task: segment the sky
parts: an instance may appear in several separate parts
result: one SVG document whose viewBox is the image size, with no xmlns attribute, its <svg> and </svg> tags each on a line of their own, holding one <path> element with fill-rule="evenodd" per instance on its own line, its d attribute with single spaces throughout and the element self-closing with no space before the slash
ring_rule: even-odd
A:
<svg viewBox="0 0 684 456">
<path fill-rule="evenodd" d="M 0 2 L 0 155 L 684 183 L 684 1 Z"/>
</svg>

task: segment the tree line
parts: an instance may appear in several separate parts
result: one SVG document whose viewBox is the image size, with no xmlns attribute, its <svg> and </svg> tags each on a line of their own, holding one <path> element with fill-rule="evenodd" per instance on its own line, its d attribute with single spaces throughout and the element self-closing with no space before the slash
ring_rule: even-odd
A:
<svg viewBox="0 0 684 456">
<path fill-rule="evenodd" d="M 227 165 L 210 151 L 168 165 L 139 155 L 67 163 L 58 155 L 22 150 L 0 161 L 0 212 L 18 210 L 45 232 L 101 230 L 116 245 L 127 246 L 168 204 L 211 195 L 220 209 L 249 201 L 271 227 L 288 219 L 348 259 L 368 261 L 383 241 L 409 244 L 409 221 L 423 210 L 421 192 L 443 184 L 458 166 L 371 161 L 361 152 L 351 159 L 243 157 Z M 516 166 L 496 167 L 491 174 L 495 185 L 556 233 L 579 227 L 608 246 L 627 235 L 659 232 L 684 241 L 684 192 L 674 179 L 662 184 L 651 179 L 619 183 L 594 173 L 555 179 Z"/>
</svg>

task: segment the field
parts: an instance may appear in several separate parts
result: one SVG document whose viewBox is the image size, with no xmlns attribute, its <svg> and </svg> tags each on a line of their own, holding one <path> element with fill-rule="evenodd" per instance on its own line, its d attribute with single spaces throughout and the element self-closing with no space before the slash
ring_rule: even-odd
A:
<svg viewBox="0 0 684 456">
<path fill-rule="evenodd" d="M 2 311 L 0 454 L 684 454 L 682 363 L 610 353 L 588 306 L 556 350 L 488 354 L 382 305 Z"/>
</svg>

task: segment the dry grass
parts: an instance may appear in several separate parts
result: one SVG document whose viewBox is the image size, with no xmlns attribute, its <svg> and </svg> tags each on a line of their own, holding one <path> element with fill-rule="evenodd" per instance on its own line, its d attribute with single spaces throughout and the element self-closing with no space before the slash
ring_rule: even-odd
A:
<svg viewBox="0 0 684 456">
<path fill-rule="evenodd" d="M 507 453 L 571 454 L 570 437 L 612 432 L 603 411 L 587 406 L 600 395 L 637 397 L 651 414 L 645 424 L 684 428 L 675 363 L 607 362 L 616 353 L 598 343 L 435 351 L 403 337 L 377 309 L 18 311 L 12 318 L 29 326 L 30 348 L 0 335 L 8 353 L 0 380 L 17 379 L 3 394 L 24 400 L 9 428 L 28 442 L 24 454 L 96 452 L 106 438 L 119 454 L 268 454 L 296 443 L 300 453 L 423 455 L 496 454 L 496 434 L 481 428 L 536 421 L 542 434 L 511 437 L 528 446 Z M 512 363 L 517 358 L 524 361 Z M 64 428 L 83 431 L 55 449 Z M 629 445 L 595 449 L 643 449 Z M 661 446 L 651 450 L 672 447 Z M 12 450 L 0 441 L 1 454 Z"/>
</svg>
+++++
• Written exercise: Write all of the records out again exactly.

• Worked solution:
task: segment the sky
parts: an instance may appear in several separate parts
result: one SVG document whose viewBox is the image size, with no xmlns attribute, its <svg> and </svg> tags each on a line of their own, holding one <path> element with fill-rule="evenodd" per instance on its own line, its d attribute with single spaces throughout and the element self-closing with no space before the slash
ring_rule: even-odd
A:
<svg viewBox="0 0 684 456">
<path fill-rule="evenodd" d="M 0 2 L 0 155 L 684 183 L 684 1 Z"/>
</svg>

task: segment the tree line
parts: an instance may appear in several separate parts
result: one SVG document whose viewBox is the image size, with no xmlns attribute, its <svg> and </svg> tags each on a line of their own, holding one <path> element with fill-rule="evenodd" per instance on its own line, its d attribute with single spaces throughout and the element self-closing with no space before the slash
ring_rule: even-odd
A:
<svg viewBox="0 0 684 456">
<path fill-rule="evenodd" d="M 227 165 L 210 151 L 168 165 L 139 155 L 67 163 L 58 155 L 22 150 L 0 161 L 0 212 L 18 210 L 45 232 L 101 230 L 116 245 L 127 246 L 168 204 L 211 195 L 220 209 L 249 201 L 271 227 L 288 219 L 348 259 L 368 261 L 383 241 L 409 244 L 409 221 L 423 210 L 421 192 L 443 184 L 458 166 L 371 161 L 361 152 L 351 159 L 243 157 Z M 516 166 L 496 167 L 491 174 L 495 185 L 556 233 L 579 227 L 608 246 L 627 235 L 659 232 L 684 241 L 684 192 L 674 179 L 662 184 L 651 179 L 619 183 L 594 173 L 555 179 Z"/>
</svg>

task: segment the field
parts: an instance may appear in several separate parts
result: one SVG document whose viewBox is the image size, with no xmlns attribute, its <svg> and </svg> tags each on a line of their own, holding one <path> element with fill-rule="evenodd" per instance on its own line, its d attribute with single spaces throughout and the element self-closing with no space before the slash
ring_rule: even-odd
A:
<svg viewBox="0 0 684 456">
<path fill-rule="evenodd" d="M 2 311 L 0 454 L 684 454 L 682 363 L 610 353 L 588 306 L 556 350 L 488 354 L 382 305 Z"/>
</svg>

task: segment the dry grass
parts: an instance may appear in several separate parts
result: one SVG document whose viewBox is the image size, with no xmlns attribute, its <svg> and </svg> tags each on a line of their own, holding one <path> element with fill-rule="evenodd" per instance on its own line, its d attribute with single spaces throughout and the element self-closing with no space before the slash
ring_rule: even-odd
A:
<svg viewBox="0 0 684 456">
<path fill-rule="evenodd" d="M 507 453 L 571 454 L 570 437 L 612 432 L 603 411 L 587 406 L 600 395 L 637 397 L 651 414 L 645 424 L 684 428 L 675 363 L 607 362 L 616 353 L 598 343 L 435 351 L 403 337 L 377 309 L 18 311 L 12 318 L 29 326 L 30 348 L 0 335 L 8 353 L 0 380 L 17 379 L 3 394 L 24 400 L 9 428 L 28 442 L 24 454 L 96 452 L 106 438 L 119 454 L 268 454 L 296 443 L 300 453 L 423 455 L 496 454 L 496 434 L 481 428 L 536 421 L 542 434 L 511 437 L 528 446 Z M 512 363 L 517 358 L 524 361 Z M 64 428 L 83 431 L 55 449 Z M 629 445 L 595 449 L 643 449 Z M 661 446 L 651 450 L 672 447 Z M 12 450 L 0 441 L 1 454 Z"/>
</svg>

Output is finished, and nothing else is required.